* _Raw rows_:
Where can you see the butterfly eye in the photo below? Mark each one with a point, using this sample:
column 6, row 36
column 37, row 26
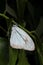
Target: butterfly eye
column 21, row 40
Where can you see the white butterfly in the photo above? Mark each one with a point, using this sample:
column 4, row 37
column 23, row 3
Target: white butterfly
column 21, row 40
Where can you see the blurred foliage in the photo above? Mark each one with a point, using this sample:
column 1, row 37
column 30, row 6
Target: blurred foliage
column 29, row 14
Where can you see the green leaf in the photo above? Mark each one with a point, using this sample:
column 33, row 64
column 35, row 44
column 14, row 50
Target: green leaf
column 22, row 58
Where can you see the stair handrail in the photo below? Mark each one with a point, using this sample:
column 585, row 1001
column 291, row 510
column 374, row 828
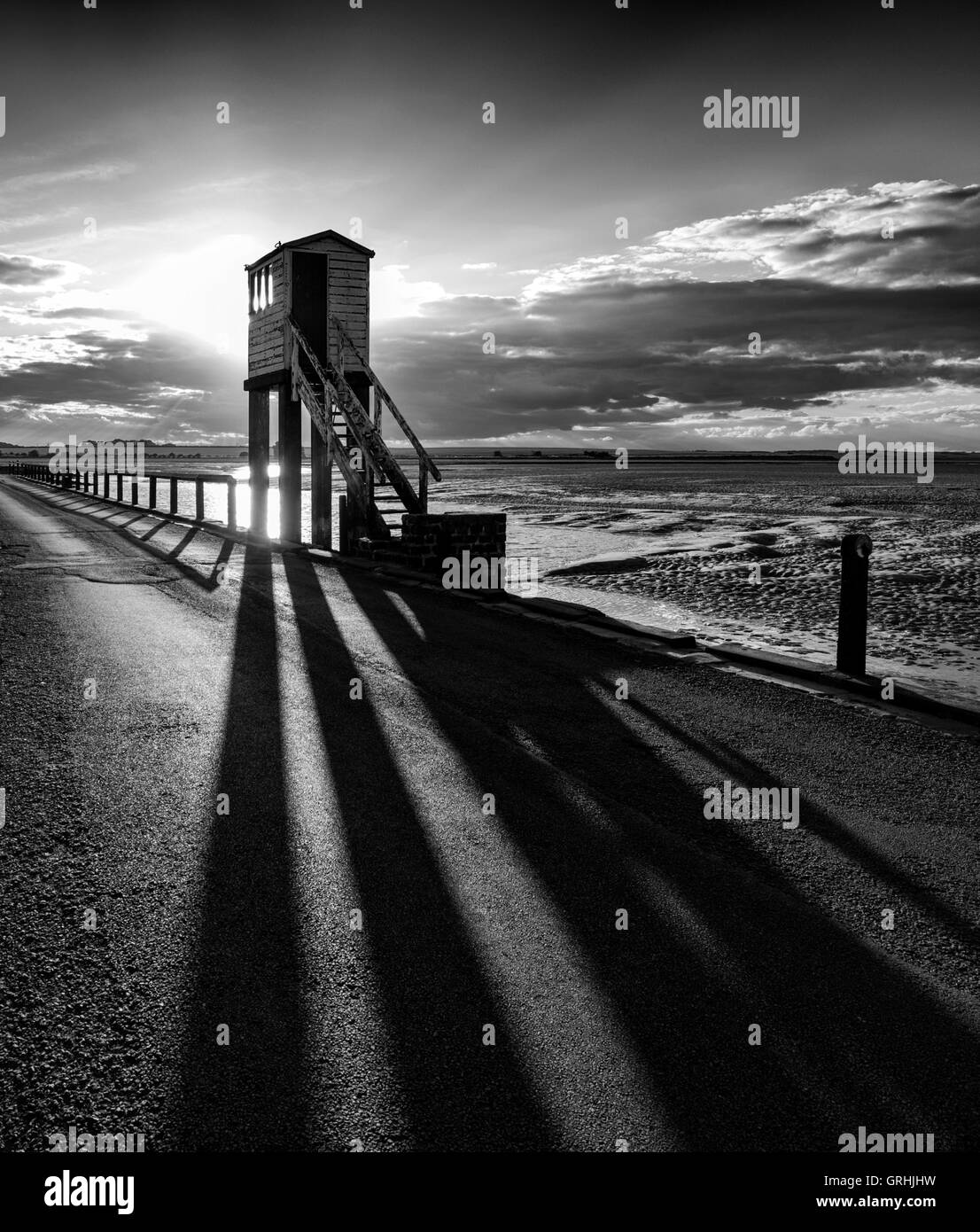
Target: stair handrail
column 421, row 451
column 320, row 416
column 377, row 454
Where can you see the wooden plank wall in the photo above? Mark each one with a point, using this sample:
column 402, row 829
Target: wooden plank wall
column 266, row 344
column 348, row 294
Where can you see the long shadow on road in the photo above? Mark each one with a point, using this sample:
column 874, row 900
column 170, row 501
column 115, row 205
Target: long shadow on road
column 252, row 1093
column 454, row 1093
column 849, row 1038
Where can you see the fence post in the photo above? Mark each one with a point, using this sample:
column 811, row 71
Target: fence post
column 852, row 618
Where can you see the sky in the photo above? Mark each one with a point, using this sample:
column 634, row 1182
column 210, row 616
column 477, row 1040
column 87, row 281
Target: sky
column 626, row 260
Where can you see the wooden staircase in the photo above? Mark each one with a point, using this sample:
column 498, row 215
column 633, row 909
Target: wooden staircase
column 378, row 490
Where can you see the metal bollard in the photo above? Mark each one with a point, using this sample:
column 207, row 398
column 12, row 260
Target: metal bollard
column 852, row 618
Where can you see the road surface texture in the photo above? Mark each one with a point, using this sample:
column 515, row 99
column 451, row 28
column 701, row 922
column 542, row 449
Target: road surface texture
column 320, row 880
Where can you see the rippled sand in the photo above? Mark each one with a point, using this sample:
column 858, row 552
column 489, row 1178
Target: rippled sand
column 752, row 552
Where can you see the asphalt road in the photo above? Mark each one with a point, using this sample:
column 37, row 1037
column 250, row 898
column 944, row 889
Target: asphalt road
column 138, row 690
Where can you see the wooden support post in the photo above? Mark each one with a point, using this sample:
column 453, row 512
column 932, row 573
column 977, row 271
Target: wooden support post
column 259, row 461
column 344, row 529
column 291, row 464
column 852, row 619
column 322, row 493
column 360, row 383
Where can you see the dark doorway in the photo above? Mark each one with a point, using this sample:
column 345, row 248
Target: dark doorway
column 309, row 297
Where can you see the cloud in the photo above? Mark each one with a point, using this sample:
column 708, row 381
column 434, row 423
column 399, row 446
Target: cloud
column 834, row 236
column 30, row 272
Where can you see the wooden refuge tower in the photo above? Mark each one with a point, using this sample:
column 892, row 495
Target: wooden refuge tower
column 309, row 340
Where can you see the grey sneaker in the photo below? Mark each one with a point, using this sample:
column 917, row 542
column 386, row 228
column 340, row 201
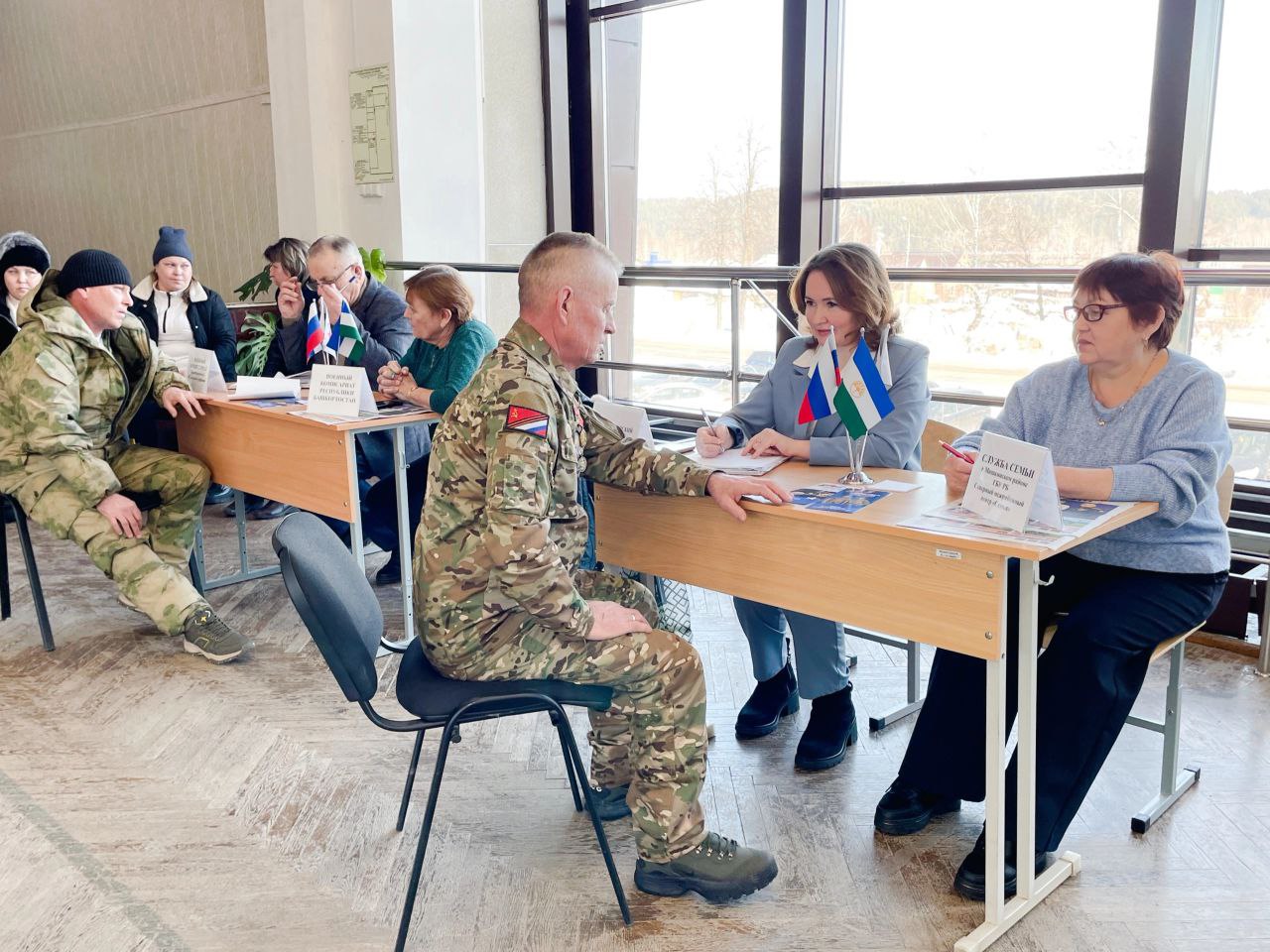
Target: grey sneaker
column 208, row 636
column 717, row 869
column 611, row 803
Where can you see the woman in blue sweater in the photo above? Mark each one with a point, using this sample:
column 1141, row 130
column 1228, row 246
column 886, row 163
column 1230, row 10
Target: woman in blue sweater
column 448, row 348
column 842, row 290
column 1125, row 419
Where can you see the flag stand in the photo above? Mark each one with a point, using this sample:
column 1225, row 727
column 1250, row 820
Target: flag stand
column 856, row 452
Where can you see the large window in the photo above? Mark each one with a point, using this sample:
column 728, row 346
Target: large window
column 976, row 148
column 997, row 89
column 1237, row 207
column 693, row 132
column 1016, row 98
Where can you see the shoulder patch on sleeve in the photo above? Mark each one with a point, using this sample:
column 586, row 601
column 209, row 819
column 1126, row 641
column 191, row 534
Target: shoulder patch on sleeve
column 526, row 419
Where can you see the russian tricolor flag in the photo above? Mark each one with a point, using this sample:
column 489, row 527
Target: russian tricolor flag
column 822, row 382
column 861, row 400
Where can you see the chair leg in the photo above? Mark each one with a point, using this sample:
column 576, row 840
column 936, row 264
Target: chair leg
column 430, row 811
column 409, row 782
column 5, row 607
column 1173, row 782
column 37, row 592
column 195, row 562
column 567, row 737
column 568, row 762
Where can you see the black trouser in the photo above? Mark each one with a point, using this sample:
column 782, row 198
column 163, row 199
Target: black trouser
column 379, row 508
column 1086, row 683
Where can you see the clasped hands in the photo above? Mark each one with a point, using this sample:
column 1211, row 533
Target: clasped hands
column 393, row 377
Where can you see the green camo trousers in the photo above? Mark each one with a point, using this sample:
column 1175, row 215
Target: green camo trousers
column 151, row 570
column 653, row 737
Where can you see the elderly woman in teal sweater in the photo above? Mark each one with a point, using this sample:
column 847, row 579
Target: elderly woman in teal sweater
column 448, row 348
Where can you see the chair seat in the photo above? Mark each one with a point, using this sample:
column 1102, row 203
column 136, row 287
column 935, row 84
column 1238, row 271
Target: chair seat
column 1162, row 649
column 427, row 693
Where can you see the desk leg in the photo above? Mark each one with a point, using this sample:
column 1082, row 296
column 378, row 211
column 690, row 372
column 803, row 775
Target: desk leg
column 1001, row 915
column 245, row 571
column 354, row 499
column 404, row 542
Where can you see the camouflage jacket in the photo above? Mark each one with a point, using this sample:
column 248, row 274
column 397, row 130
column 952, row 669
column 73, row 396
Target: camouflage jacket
column 502, row 527
column 64, row 397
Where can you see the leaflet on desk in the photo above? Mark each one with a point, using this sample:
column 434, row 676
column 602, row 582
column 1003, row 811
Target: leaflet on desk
column 735, row 462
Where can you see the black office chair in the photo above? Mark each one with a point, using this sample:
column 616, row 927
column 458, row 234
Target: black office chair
column 28, row 555
column 341, row 613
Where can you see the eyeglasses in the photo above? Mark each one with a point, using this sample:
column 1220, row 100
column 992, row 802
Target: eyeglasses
column 1089, row 312
column 316, row 284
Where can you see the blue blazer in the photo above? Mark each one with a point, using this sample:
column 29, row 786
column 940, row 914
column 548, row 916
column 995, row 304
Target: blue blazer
column 893, row 443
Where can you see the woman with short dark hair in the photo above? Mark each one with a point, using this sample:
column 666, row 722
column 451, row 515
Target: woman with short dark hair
column 447, row 349
column 841, row 291
column 1127, row 419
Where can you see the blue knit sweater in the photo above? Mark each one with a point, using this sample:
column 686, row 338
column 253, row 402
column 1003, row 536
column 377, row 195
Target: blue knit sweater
column 1166, row 444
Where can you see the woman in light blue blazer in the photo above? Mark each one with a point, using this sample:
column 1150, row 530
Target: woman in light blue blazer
column 842, row 290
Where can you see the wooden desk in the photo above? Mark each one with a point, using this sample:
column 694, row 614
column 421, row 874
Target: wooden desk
column 875, row 574
column 312, row 465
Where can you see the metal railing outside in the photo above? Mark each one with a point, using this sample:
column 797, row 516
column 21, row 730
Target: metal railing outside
column 739, row 280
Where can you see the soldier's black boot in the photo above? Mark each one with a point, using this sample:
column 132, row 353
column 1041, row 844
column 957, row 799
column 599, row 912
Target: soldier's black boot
column 830, row 730
column 772, row 699
column 717, row 869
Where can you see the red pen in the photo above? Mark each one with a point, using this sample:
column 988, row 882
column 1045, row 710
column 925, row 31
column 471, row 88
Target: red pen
column 957, row 453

* _Directive_: Please put the part of the rows above that opens with the line containing "Where can you see the red" and runs through the last line of the rows into a JSON list of strings. Use one string per line, include both ends, and leave out blank lines.

* _Exercise output_:
[
  "Where can you see the red pen in the photo above? Mark each one with a point, using this sample:",
  "column 988, row 882",
  "column 1045, row 710",
  "column 925, row 31",
  "column 471, row 88",
  "Target: red pen",
  "column 957, row 453"
]